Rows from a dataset
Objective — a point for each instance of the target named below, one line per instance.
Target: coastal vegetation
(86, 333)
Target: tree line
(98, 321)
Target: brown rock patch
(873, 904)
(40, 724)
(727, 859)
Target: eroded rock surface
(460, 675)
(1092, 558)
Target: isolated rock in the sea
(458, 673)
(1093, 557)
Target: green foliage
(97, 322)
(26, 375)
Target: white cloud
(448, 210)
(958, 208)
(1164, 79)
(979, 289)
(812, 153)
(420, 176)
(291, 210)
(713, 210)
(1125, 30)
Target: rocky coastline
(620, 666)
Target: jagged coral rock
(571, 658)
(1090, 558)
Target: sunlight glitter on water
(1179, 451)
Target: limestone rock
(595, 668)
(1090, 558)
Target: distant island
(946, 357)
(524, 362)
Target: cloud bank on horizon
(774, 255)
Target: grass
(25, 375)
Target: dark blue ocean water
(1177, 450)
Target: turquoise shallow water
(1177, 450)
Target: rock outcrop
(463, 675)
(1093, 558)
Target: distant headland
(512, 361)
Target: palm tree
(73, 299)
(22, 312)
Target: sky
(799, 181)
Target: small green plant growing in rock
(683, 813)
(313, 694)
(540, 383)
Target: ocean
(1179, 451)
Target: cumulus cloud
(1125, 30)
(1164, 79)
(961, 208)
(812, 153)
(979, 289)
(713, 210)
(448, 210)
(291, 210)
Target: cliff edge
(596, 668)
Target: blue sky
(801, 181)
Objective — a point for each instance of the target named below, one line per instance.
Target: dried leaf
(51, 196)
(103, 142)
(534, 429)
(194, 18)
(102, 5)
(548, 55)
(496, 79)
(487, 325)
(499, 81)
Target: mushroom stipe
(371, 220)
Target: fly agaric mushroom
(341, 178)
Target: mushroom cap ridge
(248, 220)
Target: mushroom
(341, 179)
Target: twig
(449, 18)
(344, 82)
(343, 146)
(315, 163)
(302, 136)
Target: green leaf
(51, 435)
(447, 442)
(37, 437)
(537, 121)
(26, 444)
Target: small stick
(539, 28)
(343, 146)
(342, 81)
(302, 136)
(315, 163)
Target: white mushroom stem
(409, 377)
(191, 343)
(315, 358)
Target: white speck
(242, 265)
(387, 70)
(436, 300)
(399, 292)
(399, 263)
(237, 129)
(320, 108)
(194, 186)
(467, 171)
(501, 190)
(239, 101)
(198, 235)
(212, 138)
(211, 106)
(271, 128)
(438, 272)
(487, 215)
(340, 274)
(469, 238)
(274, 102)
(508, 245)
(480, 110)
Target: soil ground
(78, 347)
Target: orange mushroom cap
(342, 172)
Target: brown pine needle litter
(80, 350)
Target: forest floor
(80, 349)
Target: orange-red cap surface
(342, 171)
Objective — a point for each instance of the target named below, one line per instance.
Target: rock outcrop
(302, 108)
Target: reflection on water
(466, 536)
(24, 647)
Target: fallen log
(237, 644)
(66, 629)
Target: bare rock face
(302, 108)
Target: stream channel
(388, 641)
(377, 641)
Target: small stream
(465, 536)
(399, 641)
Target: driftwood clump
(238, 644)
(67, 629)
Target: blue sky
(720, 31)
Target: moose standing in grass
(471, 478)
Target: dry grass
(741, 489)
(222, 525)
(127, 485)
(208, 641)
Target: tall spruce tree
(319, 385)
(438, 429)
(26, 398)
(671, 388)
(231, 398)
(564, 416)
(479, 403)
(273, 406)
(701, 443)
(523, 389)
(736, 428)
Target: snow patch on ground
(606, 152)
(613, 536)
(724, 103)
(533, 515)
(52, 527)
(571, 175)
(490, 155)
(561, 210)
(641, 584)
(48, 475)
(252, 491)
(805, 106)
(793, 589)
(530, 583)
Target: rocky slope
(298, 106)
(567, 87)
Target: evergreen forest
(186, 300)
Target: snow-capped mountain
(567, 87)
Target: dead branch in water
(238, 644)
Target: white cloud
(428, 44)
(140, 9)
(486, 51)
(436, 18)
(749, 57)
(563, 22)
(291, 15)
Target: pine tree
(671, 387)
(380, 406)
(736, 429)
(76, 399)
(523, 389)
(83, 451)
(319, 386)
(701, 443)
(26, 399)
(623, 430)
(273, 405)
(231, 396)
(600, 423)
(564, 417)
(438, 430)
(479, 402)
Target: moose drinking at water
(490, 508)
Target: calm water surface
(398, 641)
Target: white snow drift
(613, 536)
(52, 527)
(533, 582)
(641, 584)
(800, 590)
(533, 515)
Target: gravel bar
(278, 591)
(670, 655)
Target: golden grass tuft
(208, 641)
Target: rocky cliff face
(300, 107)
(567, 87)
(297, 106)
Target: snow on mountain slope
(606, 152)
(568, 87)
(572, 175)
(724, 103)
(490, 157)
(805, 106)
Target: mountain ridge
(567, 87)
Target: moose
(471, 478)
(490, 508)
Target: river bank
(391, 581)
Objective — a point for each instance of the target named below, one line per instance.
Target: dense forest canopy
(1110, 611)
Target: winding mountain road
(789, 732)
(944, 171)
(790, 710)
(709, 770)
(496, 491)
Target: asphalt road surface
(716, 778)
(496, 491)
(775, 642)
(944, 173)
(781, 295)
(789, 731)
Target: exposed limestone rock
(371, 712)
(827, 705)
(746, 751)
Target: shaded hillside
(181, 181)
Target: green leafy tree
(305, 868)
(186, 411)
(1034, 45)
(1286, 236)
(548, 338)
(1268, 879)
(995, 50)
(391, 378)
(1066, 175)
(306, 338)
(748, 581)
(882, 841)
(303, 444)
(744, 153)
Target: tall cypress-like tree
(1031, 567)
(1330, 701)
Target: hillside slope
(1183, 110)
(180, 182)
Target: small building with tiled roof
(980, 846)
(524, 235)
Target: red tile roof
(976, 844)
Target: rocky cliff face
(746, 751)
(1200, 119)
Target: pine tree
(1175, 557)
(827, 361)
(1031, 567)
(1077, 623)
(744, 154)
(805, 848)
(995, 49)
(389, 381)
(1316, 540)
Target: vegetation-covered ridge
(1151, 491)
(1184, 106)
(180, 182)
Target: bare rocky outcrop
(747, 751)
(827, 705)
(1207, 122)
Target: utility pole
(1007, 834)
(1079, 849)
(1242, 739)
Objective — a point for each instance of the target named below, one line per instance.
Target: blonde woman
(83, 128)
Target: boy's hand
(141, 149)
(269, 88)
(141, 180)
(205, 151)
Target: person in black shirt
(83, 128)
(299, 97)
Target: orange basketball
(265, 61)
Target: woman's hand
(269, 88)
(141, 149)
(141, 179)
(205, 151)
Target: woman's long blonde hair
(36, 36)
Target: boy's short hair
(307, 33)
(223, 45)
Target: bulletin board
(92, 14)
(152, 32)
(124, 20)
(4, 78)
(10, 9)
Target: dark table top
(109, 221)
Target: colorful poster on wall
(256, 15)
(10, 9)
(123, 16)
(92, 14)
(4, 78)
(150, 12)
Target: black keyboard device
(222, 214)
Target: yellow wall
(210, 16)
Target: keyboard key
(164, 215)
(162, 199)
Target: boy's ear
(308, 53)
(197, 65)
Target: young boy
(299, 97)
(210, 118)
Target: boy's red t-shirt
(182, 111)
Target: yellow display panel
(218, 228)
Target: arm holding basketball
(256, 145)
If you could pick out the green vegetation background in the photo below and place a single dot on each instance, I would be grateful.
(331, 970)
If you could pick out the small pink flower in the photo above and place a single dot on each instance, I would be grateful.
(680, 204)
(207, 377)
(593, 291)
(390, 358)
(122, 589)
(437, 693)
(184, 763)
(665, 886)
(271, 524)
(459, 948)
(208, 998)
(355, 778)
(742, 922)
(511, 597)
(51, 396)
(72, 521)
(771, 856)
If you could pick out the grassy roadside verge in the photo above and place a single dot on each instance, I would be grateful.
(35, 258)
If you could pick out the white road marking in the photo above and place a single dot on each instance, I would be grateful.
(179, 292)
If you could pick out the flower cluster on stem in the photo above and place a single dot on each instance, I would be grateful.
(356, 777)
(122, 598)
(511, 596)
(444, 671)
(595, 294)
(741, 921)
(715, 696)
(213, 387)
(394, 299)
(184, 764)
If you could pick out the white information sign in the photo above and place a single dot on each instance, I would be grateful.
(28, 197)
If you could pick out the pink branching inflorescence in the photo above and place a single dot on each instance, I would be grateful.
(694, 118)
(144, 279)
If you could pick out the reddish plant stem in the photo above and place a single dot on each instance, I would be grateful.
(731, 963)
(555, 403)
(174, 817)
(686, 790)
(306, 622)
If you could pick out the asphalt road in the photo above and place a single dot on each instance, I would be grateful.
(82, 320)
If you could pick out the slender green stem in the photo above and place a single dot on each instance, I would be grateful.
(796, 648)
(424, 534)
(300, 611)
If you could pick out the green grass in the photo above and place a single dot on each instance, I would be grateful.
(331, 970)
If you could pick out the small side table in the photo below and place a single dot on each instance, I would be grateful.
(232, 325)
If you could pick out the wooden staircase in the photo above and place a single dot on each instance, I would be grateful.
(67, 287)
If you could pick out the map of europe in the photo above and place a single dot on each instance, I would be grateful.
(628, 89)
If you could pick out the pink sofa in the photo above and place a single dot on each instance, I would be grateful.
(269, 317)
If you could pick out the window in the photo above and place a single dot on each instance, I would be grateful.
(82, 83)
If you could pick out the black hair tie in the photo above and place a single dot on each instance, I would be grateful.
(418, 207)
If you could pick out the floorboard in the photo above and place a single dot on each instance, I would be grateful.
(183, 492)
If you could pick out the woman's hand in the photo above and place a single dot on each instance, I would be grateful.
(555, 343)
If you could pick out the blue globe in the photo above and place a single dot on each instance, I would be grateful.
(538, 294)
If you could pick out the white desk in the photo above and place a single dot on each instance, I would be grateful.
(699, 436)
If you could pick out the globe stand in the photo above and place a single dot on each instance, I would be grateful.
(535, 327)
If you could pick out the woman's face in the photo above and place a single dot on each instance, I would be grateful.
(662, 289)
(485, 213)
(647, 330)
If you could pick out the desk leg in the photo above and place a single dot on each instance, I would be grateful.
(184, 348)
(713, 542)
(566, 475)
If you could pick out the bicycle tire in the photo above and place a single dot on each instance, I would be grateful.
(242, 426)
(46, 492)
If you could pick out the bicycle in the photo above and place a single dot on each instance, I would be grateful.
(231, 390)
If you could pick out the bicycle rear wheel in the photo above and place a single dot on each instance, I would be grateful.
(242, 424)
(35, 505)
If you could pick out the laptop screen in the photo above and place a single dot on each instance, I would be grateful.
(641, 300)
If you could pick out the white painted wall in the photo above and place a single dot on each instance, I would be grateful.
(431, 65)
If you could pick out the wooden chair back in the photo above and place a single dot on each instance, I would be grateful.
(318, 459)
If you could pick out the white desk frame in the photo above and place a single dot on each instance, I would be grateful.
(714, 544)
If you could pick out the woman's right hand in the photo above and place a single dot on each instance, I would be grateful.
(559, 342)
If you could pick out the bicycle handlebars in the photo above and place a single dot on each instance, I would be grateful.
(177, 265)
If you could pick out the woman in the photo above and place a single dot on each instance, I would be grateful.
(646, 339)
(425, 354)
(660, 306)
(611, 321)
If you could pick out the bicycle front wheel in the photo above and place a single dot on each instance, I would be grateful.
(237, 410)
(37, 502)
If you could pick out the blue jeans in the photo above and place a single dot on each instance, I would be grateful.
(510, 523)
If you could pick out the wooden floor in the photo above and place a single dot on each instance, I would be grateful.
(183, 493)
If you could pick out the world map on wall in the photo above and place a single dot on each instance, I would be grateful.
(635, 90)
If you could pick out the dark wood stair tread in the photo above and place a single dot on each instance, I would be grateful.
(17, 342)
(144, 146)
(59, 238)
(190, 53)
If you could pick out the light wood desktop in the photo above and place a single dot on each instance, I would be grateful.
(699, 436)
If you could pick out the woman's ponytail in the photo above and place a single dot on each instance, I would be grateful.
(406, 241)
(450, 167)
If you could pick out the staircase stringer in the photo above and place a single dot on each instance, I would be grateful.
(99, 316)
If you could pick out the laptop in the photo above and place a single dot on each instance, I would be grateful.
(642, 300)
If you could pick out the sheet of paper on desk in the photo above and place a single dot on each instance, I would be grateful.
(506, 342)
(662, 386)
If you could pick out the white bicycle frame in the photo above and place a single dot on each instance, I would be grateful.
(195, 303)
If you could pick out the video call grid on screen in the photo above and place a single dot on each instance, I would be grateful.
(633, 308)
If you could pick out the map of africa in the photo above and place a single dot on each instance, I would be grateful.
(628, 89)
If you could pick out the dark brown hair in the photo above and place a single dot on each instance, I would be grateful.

Task instructions =
Write out the stretch of items from the line containing "Target: mountain ridge" through the line containing "(1200, 119)", keeping every line, and add -97 to each point coordinate in the answers.

Exercise solution =
Target: mountain ridge
(470, -10)
Target: moose
(374, 381)
(393, 411)
Target: river bank
(294, 484)
Objective — a point for each instance of the target named below, one line per instance.
Target: dense forest canopy
(1013, 514)
Target: winding mountain road
(692, 635)
(847, 74)
(693, 613)
(612, 673)
(399, 394)
Target: asphalt road surface
(619, 681)
(399, 394)
(678, 545)
(847, 76)
(684, 198)
(692, 634)
Target: exposed limestone rock
(274, 615)
(730, 608)
(649, 654)
Target: shaded hillside
(84, 84)
Target: green leafy tree
(208, 771)
(89, 314)
(937, -52)
(1189, 139)
(451, 241)
(1171, 782)
(898, -47)
(294, 281)
(969, 78)
(209, 241)
(651, 484)
(785, 744)
(206, 347)
(647, 56)
Target: tall cypress-like tree
(934, 470)
(1233, 604)
Target: hillside slope
(1086, 13)
(83, 85)
Target: small building with tiled roof
(883, 749)
(427, 138)
Target: red tile roof
(879, 747)
Target: rocky cliff face
(649, 654)
(1103, 22)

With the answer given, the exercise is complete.